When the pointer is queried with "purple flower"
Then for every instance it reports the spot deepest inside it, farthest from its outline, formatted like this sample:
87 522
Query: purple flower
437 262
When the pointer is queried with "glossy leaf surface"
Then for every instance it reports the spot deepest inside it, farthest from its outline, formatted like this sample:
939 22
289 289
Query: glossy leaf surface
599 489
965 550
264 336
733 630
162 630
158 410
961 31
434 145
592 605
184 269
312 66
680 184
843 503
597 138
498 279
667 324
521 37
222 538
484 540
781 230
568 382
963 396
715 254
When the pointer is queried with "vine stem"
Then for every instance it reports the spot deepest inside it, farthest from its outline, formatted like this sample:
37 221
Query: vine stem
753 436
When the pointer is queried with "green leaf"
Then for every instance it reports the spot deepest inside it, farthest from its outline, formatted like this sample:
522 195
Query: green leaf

• ASSIGNED TASK:
An exact transcript of all the records is the expected result.

• TASK RESULT:
When the pointer is queried with "purple flower"
Then for every instance it reports the spot deepest inside it, farthest from its outline, formatted like this sample:
87 522
Query: purple flower
437 262
When the pointer is queried with "glossy leaf surface"
Then for every instance it reports the spot deepest inside it, farthest from its outline, formatted like this sample:
939 22
289 289
Query: glossy leaf surface
599 489
965 550
264 336
733 630
162 630
158 410
961 31
434 145
592 605
184 269
312 66
680 184
843 503
597 138
498 279
667 324
521 37
222 538
484 540
781 230
568 382
963 396
715 254
When the pointer is queried with "vine stem"
Then for every instance it reports the spot deepest inside it, farthest from its outline, formatted like this sample:
37 221
Query: vine stem
753 436
When the pointer is queried with "green leaf"
Then for every instance it reports the spot deepest inside it, farthest from its outline, formatted like this sample:
522 195
Query: green leaf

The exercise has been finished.